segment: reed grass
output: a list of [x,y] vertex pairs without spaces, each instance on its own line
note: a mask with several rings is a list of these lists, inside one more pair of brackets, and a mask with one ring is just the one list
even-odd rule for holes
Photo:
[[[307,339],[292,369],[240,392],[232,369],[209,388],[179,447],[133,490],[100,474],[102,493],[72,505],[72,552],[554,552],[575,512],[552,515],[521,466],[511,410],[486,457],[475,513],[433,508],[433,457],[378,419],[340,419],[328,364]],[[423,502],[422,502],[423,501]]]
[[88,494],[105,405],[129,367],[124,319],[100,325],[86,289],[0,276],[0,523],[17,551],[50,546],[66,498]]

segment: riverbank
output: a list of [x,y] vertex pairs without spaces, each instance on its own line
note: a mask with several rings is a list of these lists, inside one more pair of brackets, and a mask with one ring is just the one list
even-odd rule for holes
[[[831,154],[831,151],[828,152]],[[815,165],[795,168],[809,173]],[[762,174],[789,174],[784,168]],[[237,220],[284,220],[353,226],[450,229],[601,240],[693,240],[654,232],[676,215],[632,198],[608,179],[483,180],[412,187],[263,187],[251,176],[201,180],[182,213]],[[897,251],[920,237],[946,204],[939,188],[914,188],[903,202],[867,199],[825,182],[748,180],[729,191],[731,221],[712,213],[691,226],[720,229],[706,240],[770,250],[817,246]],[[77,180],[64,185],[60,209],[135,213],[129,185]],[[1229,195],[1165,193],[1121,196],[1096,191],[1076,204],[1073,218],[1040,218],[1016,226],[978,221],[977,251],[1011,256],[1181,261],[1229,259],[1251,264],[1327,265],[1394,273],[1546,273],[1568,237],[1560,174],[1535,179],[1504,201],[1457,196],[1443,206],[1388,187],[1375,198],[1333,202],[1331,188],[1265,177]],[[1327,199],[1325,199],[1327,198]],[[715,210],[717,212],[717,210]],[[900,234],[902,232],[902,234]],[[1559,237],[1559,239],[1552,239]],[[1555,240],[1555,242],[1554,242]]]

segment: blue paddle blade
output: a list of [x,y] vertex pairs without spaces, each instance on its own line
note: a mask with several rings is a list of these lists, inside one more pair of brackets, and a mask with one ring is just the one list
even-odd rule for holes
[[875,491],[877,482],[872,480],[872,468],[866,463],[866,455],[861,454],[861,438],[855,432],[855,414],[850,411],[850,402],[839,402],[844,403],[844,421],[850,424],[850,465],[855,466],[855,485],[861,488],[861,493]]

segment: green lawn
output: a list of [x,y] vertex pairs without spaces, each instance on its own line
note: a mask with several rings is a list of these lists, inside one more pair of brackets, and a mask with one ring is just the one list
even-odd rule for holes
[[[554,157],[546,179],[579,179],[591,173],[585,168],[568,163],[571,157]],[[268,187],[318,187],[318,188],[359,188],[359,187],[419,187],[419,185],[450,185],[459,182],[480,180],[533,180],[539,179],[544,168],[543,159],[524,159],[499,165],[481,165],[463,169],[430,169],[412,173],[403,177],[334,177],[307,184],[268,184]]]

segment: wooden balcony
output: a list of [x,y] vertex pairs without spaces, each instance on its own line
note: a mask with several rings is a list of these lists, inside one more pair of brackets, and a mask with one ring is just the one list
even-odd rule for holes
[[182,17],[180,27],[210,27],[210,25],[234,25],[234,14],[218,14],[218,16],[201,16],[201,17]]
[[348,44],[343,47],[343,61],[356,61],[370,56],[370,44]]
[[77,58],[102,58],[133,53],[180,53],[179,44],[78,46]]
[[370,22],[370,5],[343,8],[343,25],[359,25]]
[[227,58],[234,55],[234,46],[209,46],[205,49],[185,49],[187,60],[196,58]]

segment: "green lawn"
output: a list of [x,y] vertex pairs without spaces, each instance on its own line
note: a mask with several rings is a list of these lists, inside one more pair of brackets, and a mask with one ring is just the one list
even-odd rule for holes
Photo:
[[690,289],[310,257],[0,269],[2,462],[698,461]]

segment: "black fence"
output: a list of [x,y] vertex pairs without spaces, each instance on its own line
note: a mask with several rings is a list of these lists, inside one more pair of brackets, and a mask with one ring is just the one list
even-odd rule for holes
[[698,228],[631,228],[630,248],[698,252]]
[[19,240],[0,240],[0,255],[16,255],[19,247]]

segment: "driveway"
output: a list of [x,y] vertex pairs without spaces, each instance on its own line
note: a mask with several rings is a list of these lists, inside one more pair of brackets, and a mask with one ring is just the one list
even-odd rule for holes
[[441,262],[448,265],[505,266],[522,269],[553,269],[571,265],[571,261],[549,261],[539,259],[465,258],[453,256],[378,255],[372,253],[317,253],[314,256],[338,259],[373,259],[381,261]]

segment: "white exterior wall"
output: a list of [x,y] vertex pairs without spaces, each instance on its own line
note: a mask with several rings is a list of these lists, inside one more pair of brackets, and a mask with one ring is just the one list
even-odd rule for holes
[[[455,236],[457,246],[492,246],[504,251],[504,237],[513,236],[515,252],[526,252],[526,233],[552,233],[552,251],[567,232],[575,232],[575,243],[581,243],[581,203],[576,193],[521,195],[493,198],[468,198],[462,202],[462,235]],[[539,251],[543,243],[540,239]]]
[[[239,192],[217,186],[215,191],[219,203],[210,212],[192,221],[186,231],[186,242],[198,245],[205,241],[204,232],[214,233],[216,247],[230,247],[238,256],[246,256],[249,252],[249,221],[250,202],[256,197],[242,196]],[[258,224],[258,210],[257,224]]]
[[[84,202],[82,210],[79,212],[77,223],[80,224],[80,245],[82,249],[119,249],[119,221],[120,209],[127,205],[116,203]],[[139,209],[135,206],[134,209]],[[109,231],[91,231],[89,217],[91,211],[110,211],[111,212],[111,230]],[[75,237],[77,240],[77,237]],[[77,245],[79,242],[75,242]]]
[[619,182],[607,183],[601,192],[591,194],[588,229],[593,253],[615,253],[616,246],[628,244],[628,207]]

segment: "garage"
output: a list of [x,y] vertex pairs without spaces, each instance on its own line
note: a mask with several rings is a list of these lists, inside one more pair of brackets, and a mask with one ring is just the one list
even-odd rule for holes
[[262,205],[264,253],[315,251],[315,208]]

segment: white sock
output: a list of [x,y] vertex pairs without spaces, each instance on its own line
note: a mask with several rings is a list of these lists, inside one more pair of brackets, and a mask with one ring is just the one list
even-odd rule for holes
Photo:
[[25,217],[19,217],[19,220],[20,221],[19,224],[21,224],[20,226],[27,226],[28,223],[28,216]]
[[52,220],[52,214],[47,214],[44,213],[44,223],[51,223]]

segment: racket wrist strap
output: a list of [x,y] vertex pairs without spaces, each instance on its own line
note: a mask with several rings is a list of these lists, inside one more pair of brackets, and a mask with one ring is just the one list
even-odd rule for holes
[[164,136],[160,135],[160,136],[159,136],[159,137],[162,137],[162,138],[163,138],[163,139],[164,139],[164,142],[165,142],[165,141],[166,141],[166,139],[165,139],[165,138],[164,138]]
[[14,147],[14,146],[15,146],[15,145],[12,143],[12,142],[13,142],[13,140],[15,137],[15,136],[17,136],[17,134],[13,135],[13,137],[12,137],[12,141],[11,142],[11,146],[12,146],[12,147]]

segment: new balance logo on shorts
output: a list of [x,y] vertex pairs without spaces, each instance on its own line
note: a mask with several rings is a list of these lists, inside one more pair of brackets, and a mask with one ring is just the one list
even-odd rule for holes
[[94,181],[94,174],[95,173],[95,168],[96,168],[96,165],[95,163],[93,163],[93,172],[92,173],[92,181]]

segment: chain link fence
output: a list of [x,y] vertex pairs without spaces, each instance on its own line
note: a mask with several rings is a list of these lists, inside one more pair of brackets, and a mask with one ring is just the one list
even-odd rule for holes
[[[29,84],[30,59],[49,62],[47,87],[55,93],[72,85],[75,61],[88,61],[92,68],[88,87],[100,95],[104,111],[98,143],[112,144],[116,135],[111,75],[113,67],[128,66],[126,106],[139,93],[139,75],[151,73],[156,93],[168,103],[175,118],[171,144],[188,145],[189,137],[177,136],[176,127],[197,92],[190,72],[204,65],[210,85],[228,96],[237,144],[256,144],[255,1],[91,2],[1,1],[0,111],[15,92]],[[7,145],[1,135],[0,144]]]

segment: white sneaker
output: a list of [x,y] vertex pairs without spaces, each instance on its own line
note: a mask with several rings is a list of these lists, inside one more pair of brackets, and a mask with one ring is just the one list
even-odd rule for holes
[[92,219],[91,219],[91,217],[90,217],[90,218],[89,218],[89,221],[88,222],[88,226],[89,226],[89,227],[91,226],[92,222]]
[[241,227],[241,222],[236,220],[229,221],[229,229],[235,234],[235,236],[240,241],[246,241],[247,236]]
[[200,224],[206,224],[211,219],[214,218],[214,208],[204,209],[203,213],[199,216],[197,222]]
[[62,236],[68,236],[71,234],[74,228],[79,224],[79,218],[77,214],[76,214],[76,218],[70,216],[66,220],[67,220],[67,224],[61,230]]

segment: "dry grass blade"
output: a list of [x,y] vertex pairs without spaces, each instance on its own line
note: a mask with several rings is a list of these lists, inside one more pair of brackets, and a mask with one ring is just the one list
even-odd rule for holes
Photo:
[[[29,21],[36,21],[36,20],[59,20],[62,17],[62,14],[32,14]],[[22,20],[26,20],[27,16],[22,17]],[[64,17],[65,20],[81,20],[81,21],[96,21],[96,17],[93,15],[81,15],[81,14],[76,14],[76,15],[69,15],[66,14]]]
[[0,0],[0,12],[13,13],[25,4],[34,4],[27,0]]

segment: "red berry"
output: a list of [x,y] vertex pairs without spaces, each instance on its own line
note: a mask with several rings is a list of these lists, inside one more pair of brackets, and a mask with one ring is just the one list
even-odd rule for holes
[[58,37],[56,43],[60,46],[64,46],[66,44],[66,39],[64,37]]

○ ○ ○ ○ ○

SHORT PROBLEM
Reproduce the stretch of the records from the line containing "segment: wooden balcony" through the line containing "[[19,240],[0,240],[0,255],[16,255],[19,247]]", character for character, with both of those lines included.

SOLUTION TO THE EXERCISE
segment: wooden balcony
output: a list of [x,y] vertex pairs without spaces, each instance on its own line
note: a mask with several rings is a list of these lists, inside one more pair of brackets, and a mask with one ring is just the one list
even-odd rule for holes
[[182,17],[180,27],[210,27],[210,25],[234,25],[234,14],[218,14],[218,16],[201,16],[201,17]]
[[348,44],[343,47],[343,61],[356,61],[370,56],[370,44]]
[[77,58],[102,58],[133,53],[180,53],[179,44],[78,46]]
[[370,22],[370,5],[343,8],[343,25],[359,25]]
[[227,58],[234,55],[234,46],[209,46],[205,49],[185,49],[187,60],[196,58]]

segment: "green lawn"
output: a list of [x,y] vertex pairs without spaces, each instance on its own line
note: a mask with several rings is a list of these lists, inside one more pair of brackets, and a mask with one ring is just the one list
even-odd rule for holes
Photo:
[[690,289],[310,257],[0,269],[2,462],[698,461]]

segment: "black fence"
output: a list of [x,y] vertex pairs without spaces, each instance on its own line
note: a mask with several rings is a list of these lists, inside one more pair of brackets, and a mask with one ring is just the one list
even-odd rule for holes
[[698,228],[631,228],[630,248],[698,252]]
[[19,240],[0,240],[0,255],[16,255],[19,247]]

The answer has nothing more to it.